### [Task objective]
Retype the data exactly, starting with the line containing "Target = shadow on plate" and going on through the end of the data.

### [Extracted entries]
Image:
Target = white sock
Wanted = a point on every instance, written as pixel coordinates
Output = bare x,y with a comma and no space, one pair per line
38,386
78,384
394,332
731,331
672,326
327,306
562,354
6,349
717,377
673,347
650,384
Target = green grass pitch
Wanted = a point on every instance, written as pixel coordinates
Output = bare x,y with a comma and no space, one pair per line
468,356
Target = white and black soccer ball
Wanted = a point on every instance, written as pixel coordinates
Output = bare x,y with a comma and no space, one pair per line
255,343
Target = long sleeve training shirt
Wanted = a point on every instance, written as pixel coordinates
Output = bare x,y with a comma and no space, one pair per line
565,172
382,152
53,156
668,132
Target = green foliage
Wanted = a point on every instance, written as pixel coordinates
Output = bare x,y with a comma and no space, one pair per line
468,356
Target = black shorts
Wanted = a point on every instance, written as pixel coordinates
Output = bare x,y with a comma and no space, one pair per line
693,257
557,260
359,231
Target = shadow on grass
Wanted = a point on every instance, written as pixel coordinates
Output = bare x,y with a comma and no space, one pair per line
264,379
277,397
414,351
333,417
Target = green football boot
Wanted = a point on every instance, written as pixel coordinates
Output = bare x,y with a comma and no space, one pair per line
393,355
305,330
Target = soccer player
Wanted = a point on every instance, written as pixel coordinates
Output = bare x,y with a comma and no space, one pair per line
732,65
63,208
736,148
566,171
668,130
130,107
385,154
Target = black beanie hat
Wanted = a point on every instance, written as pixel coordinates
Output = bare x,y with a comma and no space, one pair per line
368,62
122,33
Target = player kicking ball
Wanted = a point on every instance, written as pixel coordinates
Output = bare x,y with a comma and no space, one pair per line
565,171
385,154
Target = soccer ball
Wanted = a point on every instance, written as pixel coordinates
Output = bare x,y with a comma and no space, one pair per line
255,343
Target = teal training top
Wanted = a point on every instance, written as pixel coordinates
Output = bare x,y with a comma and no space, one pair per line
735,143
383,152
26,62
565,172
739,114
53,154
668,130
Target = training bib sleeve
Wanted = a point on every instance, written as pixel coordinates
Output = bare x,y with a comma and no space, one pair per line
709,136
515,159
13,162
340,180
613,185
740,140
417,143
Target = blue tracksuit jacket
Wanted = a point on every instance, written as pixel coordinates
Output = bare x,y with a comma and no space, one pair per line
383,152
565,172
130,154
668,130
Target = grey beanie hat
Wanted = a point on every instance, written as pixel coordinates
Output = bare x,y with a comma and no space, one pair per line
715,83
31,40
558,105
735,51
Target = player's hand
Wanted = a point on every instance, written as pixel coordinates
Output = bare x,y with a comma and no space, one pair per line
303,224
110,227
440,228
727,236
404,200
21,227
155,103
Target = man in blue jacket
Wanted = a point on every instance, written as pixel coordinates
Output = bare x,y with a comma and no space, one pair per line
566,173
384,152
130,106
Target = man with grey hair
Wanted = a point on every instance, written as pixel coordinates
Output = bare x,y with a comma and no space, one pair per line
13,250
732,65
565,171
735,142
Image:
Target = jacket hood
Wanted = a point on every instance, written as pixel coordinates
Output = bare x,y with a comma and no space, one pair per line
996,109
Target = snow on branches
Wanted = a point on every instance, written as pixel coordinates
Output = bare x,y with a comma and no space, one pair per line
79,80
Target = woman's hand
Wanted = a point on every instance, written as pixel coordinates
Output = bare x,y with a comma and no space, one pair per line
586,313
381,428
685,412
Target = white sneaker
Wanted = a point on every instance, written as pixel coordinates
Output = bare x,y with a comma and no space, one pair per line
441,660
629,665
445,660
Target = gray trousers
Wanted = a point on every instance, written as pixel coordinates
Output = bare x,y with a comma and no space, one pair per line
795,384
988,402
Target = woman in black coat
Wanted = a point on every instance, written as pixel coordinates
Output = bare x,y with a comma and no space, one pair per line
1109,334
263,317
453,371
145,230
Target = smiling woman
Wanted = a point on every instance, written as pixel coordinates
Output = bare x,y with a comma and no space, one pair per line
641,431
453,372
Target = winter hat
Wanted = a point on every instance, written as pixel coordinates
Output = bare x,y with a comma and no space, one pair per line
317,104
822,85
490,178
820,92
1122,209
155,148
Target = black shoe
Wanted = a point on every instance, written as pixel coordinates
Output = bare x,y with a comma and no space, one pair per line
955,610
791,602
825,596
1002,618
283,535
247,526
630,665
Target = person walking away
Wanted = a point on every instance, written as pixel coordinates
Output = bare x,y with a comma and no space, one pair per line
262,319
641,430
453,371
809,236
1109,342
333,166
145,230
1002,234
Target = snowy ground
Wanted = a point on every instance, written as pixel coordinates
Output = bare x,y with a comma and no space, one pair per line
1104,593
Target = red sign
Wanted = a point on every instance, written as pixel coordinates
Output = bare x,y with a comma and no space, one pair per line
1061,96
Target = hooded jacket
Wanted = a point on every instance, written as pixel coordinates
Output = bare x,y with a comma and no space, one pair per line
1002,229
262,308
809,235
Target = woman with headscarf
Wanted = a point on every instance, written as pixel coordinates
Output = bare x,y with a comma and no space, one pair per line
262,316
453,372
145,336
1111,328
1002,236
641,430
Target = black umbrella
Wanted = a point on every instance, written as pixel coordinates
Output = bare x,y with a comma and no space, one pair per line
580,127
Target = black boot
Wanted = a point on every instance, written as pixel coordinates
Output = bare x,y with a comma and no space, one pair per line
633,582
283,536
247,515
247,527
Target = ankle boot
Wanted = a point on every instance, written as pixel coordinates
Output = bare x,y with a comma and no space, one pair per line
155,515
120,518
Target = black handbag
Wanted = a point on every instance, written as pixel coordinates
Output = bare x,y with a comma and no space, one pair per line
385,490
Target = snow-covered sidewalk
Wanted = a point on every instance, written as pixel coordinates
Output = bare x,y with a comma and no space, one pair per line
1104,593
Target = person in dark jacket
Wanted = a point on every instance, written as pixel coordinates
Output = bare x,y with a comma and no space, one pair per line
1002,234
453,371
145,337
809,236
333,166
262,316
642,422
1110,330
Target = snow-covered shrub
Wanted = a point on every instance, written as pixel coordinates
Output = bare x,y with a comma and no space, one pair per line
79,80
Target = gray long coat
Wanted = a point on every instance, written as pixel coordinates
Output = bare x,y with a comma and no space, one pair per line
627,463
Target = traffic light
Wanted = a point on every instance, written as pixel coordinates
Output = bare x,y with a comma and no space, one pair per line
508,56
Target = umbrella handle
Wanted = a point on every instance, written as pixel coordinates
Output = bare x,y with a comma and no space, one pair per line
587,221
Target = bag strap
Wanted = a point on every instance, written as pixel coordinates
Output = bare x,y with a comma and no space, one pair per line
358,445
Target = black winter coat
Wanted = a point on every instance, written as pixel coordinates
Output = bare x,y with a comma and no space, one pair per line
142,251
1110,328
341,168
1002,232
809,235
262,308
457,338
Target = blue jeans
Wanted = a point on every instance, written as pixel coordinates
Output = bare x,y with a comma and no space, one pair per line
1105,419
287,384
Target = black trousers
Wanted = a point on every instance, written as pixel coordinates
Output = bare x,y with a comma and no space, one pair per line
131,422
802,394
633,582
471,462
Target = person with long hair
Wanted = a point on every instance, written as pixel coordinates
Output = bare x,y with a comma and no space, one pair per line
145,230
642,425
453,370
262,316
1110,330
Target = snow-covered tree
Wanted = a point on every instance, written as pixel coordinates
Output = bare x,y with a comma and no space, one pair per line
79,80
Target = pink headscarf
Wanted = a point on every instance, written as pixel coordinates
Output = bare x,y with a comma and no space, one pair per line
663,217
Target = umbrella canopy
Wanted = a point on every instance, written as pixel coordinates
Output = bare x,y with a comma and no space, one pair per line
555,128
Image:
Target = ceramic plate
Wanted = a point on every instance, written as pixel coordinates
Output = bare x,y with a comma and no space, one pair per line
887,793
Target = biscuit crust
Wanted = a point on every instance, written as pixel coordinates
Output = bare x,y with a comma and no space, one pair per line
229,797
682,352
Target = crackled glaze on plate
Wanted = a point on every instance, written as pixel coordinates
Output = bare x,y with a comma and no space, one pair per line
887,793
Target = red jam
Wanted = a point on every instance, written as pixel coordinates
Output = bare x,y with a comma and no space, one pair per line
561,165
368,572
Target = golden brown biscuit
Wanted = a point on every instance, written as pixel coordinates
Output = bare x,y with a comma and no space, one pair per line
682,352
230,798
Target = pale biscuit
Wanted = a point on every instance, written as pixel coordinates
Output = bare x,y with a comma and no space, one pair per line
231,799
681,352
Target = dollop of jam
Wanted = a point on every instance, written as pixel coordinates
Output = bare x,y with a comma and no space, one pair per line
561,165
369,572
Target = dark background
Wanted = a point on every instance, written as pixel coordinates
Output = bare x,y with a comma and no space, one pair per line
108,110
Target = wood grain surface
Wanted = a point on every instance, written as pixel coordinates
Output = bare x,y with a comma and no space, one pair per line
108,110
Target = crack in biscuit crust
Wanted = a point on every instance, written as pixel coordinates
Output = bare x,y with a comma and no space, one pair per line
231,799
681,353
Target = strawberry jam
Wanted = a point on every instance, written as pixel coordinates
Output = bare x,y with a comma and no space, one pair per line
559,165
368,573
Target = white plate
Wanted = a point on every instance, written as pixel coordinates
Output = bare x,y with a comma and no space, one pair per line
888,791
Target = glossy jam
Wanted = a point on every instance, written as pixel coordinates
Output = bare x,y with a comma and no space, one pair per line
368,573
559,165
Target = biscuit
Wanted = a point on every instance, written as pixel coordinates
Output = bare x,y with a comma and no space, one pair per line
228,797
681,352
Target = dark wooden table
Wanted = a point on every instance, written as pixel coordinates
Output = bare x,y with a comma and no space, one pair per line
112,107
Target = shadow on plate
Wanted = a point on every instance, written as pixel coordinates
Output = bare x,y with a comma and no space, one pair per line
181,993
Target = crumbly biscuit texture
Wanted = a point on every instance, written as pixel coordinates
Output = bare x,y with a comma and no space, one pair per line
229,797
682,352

### [Expected answer]
Target = shadow on plate
Wanted = a point on every instance, written as pixel coordinates
Output = bare x,y with a comma and no space, one pair per line
181,993
Target = crumbly biscuit texture
Wanted = a point on every instance, written as pixel coordinates
Output = bare x,y with a comma and no space, one pair per line
229,797
682,352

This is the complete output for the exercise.